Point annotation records
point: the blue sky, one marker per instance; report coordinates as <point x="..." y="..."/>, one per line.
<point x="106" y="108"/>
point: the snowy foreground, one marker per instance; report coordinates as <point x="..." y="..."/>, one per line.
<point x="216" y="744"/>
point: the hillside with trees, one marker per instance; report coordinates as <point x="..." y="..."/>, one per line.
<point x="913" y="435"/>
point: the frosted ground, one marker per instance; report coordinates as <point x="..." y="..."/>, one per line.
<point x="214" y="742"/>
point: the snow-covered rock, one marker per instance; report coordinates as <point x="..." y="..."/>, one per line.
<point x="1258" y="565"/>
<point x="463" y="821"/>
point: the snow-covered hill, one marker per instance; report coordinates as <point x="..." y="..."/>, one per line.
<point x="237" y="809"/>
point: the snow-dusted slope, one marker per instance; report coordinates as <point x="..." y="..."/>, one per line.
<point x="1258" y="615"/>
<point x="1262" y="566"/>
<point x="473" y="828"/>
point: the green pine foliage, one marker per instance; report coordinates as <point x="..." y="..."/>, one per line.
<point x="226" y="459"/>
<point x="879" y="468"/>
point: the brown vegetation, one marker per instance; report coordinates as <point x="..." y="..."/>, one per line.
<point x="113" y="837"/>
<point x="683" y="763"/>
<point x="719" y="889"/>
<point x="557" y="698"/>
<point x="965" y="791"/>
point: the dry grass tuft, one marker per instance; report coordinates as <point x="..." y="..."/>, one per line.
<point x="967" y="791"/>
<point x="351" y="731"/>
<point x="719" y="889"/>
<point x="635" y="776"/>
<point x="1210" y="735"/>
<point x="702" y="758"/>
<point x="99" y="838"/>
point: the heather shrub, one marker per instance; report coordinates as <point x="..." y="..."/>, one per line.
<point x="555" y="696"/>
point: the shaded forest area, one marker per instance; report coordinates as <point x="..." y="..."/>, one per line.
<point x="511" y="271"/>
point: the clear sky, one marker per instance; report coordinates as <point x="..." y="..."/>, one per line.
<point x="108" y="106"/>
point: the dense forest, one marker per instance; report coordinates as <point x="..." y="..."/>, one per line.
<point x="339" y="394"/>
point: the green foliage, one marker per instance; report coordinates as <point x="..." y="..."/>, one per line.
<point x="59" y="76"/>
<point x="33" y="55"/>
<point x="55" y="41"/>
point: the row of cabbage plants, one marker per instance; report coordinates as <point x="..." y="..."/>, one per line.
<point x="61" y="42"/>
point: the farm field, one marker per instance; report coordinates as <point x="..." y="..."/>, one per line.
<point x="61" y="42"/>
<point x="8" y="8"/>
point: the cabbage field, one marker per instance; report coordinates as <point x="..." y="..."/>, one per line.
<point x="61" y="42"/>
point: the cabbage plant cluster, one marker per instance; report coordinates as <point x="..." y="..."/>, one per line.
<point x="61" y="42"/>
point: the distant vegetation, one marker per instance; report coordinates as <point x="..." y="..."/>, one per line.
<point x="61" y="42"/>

PROBLEM:
Could you write out all of the rows above again, switching "one marker per instance" to "a single point for each instance" and leaving everything else as it is?

TASK SOLUTION:
point: the blue sky, a single point for each instance; report coordinates as <point x="..." y="..."/>, one per line.
<point x="106" y="108"/>
point: the snowy foreground, a single point for each instance; report coordinates as <point x="..." y="..."/>, one per line.
<point x="216" y="744"/>
point: the hillside with trees, a single point for each instance; report coordinates as <point x="..." y="..."/>, one per line.
<point x="913" y="435"/>
point: the frosted ground, a single point for each instance; report coordinates as <point x="..." y="..."/>, one per line.
<point x="214" y="742"/>
point: the snow-covered rock, a single point for each instance; report coordinates as <point x="..." y="..."/>, one per line.
<point x="1258" y="565"/>
<point x="463" y="821"/>
point: the snow-covered hill, a single point for each instance; report coordinates as <point x="..." y="..."/>, one per line.
<point x="237" y="809"/>
point: the snow-dusted slope, a single point for each instance; report coordinates as <point x="..." y="..."/>, one per line.
<point x="1258" y="615"/>
<point x="1262" y="566"/>
<point x="473" y="828"/>
point: the green pine foliage, a single point for each instance; report coordinates as <point x="..." y="..."/>, one per line.
<point x="226" y="459"/>
<point x="879" y="468"/>
point: the brown vegetation, a single point for each instance; report coordinates as <point x="..." y="..."/>, one per line.
<point x="113" y="837"/>
<point x="683" y="763"/>
<point x="719" y="889"/>
<point x="557" y="698"/>
<point x="965" y="791"/>
point: the dry grass tuft, a single point for each instance; report coordinates as <point x="..." y="..."/>, one per line.
<point x="967" y="791"/>
<point x="351" y="731"/>
<point x="719" y="889"/>
<point x="635" y="776"/>
<point x="1210" y="735"/>
<point x="702" y="758"/>
<point x="99" y="838"/>
point: the heather shrub, a single point for each instance; report coordinates as <point x="..." y="..."/>, one per line.
<point x="555" y="696"/>
point: the shaded forest area, a single point for each instance; report coordinates as <point x="..." y="..."/>, one per line.
<point x="511" y="271"/>
point: the clear sky, a single point for each instance; report coordinates as <point x="..." y="..."/>, one per line.
<point x="108" y="106"/>
point: the dense forest, a single point for each instance; report coordinates as <point x="..." y="..."/>, one per line.
<point x="339" y="394"/>
point: the green foliage, a single point for each instance; report coordinates as <point x="..." y="..."/>, one per line.
<point x="59" y="76"/>
<point x="33" y="55"/>
<point x="55" y="41"/>
point: the row of cabbage plants, a single point for each instance; report coordinates as <point x="..." y="..."/>, one per line.
<point x="61" y="42"/>
point: the farm field, a single point for each instance; report coordinates as <point x="..." y="..."/>, one per line.
<point x="61" y="42"/>
<point x="8" y="8"/>
point: the cabbage field, a single point for each instance; report coordinates as <point x="..." y="..."/>, one per line.
<point x="61" y="42"/>
point: the cabbage plant cluster, a single point for each instance; report coordinates as <point x="..." y="..."/>, one per line.
<point x="61" y="42"/>
point: the distant vegetation, a single point for each instance; report coordinates as <point x="..." y="..."/>, one per line.
<point x="61" y="42"/>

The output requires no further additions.